Written tasks
(1) From the article on membership tests, reproduce everything from "If you are working" down to "dimensions are kept!".
(2) Answer these questions using the article on membership tests:
(a) Which function does the article say is needed for membership tests with numpy arrays?
(b) Which R operator is described as another way of using the match function?
(c) Which option does the pandas isin function lack compared with its numpy counterpart?

Document extract
....

Membership Tests in Julia, R and Python

Thu, Mar 11, 2021
10-minute read

Membership tests – checking whether an element is in a collection – is a common operation in statistical programming. However, depending on the programming language, the interface and underlying assumptions can vary a lot. After a short introduction to how Python and R implement membership tests, we will take a deeper look into Julia, touching on unique features such as generic programming and multiple dispatch.

1. Membership test operations in Python

Usually, a membership test has its own reserved word or special operation in the language. For example, in Python one could write

>>> 4 in [1, 2, 3]
False

>>> [1, 2] in [1, 2, 3]
False

>>> "a" in "abc"
True

>>> "ab" in "abc"
True

Note that in Python the in keyword is also used inside the for loop (for elem in iterable). If we are testing list_1 in list_2, we will test whether the first list as a whole is contained in the other list. When dealing with strings, in tests whether our first string is a substring of the second string.

If you are working with numpy arrays, the story is a bit different – as usual with numpy. We need the function numpy.isin for membership tests.

>>> import numpy as np
>>> a = np.array(1) # This array has zero dimensions!
array(1) 

>>> num_array = np.arange(1, 4)
array([1, 2, 3])

>>> np.isin(a, num_array) # Same number of dimensions as variable a
array(True)

>>> np.isin(np.array([1]), num_array) # 1 dimension. The input dimensions are kept!
array([ True])

>>> np.isin(np.array([1, 2]), num_array) # Elementwise check
array([ True,  True])

>>> np.isin(np.array([1, 2]), invert=True) # set invert=True to get 'not in'
array([False, False])

First, we notice that the input dimensions are preserved in the membership test. Second, the membership test is done elementwise in numpy. This was not the case when we tested [1, 2] in [1, 2, 3], where [1, 2] as a whole was taken to be a single element. Third, it is not so easy to just write something like not 4 in [1, 2, 3] when dealing with numpy arrays. To test non-membership, we have to set invert=True, because the dimensions of the input array are preserved. The pandas library also has an isin function for Series and DataFrames, which works similarly, but without the invert option.

2. Membership test operations in R

In R, there is the %in% operator which is just another way of using the match function (check the documentation ?%in%). This function is necessary because in R in can only be used in a for-loop. There are some differences with base Python, but the results are very similar to np.isin.

R> 1 %in% c(1, 2, 3)
[1] TRUE

R> c(1, 2) %in% c(1, 2, 3)
[1] TRUE TRUE

R> 1 %in% list(first = 1, second = 2, third = 3)
[1] TRUE

R> "a" %in% "abc"

....

Data extract
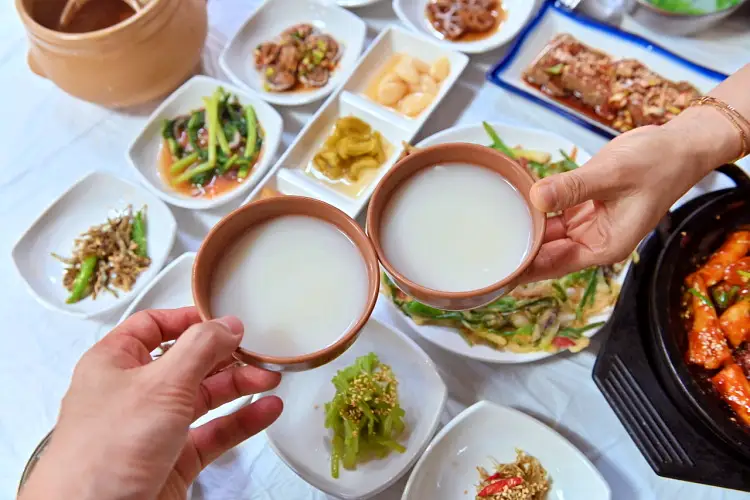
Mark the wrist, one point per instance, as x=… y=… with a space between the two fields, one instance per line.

....

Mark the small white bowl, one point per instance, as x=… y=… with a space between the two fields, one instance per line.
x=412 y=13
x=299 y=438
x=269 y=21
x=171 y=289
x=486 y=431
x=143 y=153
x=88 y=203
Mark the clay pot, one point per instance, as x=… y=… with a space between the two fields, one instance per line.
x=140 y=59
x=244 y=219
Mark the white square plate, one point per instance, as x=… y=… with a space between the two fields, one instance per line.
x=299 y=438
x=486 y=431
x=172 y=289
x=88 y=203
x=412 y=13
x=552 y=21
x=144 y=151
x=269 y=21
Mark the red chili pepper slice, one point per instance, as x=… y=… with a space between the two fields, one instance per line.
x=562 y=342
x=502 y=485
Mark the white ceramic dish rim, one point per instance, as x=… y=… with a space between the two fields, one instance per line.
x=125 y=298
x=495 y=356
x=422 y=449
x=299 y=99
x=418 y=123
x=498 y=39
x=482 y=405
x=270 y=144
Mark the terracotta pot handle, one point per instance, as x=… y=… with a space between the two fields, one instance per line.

....

Results of the tasks
(1)
If you are working with numpy arrays, the story is a bit different – as usual with numpy. We need the function numpy.isin for membership tests.

>>> import numpy as np
>>> a = np.array(1) # This array has zero dimensions!
array(1) 

>>> num_array = np.arange(1, 4)
array([1, 2, 3])

>>> np.isin(a, num_array) # Same number of dimensions as variable a
array(True)

>>> np.isin(np.array([1]), num_array) # 1 dimension. The input dimensions are kept!

(2)
(a) numpy.isin
(b) %in%
(c) The invert option